**Page text**
=== Section Start ===
Home > Teaching > CS 781: Large Language Models (LLMs)

CS 781: Large Language Models (LLMs)

Units: 3-0-0-0-9 (L-T-P-C)

 

Pre-requisites: Instructor’s consent and

Must: Statistical Natural Language Processing (CS779), Proficiency in Linear Algebra, Probability and Statistics, Proficiency in Python Programming

Desirable: Introduction to Machine Learning (CS771) or equivalent course, Deep Reinforcement Learn- ing (CS780), Probabilistic Machine Learning (CS772)

 

Level of the course: Ph.D., PG, and 3rd, 4th year UG Students (7xx level)
=== Section End ===
**Data extracts**
=== Section Start ===
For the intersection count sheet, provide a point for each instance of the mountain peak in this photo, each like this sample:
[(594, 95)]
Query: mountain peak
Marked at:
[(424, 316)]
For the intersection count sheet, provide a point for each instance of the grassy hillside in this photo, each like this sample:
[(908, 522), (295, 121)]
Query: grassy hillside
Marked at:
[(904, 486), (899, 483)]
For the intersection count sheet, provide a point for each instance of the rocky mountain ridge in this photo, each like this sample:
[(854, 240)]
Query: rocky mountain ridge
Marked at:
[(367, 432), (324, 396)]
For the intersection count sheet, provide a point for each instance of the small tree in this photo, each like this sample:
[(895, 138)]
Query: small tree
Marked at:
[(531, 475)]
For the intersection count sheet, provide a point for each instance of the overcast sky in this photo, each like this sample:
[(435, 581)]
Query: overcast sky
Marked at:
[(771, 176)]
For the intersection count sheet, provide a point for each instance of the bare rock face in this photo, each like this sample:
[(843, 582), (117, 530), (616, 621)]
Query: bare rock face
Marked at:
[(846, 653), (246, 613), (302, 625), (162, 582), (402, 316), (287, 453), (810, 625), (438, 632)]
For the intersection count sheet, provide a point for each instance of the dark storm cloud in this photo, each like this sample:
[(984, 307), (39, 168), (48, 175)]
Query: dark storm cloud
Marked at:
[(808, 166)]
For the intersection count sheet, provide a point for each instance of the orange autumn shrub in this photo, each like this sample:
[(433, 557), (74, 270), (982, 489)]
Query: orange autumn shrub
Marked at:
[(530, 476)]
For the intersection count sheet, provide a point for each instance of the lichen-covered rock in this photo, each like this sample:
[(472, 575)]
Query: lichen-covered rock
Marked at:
=== Section End ===
**Exercise set**
1. Translate this sentence from the course page into Spanish: "Level of the course: Ph.D., PG, and 3rd, 4th year UG Students (7xx level)"
2. Write out the part of the course page starting with "Must: Statistical Natural" and going on through "Machine Learning (CS772)", without changing anything.

**Answers for this exercise**
1. Nivel del curso: estudiantes de doctorado, de posgrado y de 3.º y 4.º año de grado (nivel 7xx)

2.
Must: Statistical Natural Language Processing (CS779), Proficiency in Linear Algebra, Probability and Statistics, Proficiency in Python Programming

Desirable: Introduction to Machine Learning (CS771) or equivalent course, Deep Reinforcement Learn- ing (CS780), Probabilistic Machine Learning (CS772)